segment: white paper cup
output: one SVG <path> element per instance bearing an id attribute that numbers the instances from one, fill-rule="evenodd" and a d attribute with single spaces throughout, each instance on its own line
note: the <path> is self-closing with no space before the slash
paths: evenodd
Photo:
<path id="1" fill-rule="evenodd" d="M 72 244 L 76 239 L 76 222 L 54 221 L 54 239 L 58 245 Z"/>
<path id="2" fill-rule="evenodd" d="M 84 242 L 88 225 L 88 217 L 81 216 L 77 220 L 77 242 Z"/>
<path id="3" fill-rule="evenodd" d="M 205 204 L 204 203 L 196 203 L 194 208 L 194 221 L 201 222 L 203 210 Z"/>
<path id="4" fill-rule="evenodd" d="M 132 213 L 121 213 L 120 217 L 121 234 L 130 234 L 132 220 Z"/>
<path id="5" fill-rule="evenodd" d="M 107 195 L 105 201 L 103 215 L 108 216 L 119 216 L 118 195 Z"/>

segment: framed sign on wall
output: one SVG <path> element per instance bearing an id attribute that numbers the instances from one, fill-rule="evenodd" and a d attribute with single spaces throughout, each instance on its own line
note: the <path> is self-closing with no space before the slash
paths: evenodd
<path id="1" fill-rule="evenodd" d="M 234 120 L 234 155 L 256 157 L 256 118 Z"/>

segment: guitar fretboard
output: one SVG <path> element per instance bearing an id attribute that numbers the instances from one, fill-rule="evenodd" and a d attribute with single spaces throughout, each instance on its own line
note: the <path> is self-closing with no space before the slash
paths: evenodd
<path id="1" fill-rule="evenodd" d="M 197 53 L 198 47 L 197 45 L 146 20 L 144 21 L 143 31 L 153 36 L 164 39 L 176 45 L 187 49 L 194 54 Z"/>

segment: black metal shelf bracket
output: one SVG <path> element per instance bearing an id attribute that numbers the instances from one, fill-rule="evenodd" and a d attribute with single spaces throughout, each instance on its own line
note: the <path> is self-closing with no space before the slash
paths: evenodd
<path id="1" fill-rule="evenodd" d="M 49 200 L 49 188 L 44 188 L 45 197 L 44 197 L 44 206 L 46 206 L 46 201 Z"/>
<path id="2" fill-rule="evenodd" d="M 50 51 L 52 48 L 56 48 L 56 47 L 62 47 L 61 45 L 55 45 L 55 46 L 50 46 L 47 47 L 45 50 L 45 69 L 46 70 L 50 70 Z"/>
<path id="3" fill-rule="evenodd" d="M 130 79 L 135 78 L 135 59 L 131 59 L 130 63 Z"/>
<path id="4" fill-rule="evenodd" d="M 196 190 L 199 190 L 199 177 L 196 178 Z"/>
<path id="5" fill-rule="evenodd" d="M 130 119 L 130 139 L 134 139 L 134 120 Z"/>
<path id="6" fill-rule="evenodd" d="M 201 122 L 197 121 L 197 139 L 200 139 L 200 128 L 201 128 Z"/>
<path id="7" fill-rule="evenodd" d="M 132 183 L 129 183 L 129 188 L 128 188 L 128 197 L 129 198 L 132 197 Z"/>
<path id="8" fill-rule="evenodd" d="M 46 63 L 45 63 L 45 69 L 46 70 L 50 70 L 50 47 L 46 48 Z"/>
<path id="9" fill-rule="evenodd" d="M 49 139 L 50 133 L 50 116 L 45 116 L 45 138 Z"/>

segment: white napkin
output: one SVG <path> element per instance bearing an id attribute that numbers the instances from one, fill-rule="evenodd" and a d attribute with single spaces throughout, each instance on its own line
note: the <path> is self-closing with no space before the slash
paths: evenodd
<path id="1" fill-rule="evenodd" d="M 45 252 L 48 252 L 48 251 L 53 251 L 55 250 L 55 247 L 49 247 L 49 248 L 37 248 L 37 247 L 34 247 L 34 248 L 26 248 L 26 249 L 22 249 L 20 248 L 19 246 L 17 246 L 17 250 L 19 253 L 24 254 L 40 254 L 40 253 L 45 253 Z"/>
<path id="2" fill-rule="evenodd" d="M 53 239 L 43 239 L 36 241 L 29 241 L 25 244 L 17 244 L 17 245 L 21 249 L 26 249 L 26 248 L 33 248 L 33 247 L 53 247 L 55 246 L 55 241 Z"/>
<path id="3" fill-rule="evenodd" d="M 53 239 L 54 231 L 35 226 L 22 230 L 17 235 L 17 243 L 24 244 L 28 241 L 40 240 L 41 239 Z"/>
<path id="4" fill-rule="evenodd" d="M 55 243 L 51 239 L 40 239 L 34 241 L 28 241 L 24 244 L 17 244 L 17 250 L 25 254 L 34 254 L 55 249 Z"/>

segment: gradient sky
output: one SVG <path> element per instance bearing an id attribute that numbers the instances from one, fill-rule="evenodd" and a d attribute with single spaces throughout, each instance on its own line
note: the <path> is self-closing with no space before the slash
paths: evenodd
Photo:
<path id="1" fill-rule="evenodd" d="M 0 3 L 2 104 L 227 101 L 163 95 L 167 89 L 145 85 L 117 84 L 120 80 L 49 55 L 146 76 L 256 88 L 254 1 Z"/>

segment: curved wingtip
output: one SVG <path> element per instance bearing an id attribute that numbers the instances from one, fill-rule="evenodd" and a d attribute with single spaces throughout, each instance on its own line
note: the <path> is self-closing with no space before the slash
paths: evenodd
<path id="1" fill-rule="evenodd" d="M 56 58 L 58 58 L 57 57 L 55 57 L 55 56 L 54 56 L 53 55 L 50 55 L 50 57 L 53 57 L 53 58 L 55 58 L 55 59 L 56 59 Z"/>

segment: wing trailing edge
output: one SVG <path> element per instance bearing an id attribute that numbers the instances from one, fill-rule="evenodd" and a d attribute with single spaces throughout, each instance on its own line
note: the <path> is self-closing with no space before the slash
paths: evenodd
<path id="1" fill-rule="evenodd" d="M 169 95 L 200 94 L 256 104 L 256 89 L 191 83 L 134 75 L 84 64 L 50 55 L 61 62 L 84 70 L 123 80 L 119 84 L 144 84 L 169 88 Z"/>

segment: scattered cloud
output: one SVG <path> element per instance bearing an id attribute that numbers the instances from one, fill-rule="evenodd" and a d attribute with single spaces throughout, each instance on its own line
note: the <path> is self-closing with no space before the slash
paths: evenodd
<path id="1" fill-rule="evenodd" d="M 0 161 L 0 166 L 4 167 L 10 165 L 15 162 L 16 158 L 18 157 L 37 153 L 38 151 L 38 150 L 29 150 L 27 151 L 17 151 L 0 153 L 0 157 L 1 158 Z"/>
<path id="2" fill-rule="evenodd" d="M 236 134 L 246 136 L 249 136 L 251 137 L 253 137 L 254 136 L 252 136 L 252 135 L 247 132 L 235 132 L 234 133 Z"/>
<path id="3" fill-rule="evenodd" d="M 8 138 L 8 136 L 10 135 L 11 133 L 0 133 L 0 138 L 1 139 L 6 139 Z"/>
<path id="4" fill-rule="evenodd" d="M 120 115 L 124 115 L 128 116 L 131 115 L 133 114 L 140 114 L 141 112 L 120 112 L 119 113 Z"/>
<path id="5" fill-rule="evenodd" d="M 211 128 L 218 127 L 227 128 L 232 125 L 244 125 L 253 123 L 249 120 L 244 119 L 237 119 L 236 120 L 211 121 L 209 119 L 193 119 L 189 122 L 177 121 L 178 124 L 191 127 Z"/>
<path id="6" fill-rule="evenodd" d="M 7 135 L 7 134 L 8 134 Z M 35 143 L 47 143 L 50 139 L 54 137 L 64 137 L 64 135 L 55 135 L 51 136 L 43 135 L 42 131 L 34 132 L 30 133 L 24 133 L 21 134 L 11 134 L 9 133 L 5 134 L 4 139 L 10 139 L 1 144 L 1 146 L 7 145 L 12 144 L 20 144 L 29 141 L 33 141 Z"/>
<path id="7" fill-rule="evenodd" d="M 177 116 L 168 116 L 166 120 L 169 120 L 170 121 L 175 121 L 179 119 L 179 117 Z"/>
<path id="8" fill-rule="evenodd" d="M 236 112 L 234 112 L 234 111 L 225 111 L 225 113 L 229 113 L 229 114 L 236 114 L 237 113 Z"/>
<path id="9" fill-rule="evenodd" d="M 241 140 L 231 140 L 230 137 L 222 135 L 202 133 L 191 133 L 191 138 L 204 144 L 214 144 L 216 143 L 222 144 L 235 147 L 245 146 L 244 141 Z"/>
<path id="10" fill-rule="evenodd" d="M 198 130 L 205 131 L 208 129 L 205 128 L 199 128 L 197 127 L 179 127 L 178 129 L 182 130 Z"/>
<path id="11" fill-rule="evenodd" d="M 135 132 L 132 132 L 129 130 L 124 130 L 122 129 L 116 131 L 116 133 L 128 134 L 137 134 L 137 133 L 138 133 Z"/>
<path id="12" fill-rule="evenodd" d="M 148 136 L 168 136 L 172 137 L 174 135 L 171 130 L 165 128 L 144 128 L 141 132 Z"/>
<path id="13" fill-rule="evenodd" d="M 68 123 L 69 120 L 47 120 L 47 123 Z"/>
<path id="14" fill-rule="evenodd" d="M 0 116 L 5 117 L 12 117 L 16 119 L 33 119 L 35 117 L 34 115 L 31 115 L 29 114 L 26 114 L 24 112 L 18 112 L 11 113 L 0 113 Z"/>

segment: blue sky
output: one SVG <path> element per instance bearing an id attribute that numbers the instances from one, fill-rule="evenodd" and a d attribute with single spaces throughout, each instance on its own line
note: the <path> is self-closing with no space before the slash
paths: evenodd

_ _ _ _ _ _ _

Could you give the data again from the start through the line containing "107 195 L 105", with "paper" renamed to "foam" and nothing else changed?

EXERCISE SOLUTION:
segment: white foam cup
output: one SVG <path> element per instance bearing an id attribute that numbers the instances from one, fill-rule="evenodd" and a d attribute with single spaces throughout, each instance on its own line
note: the <path> is self-closing with no space before the slash
paths: evenodd
Photo:
<path id="1" fill-rule="evenodd" d="M 72 244 L 76 239 L 76 222 L 54 221 L 54 239 L 58 245 Z"/>
<path id="2" fill-rule="evenodd" d="M 84 242 L 88 225 L 88 217 L 81 216 L 77 220 L 77 242 Z"/>
<path id="3" fill-rule="evenodd" d="M 205 204 L 204 203 L 196 203 L 194 208 L 194 221 L 201 222 L 203 210 Z"/>
<path id="4" fill-rule="evenodd" d="M 132 213 L 121 213 L 120 217 L 121 234 L 130 234 L 132 220 Z"/>
<path id="5" fill-rule="evenodd" d="M 107 195 L 105 201 L 103 215 L 108 216 L 119 216 L 118 195 Z"/>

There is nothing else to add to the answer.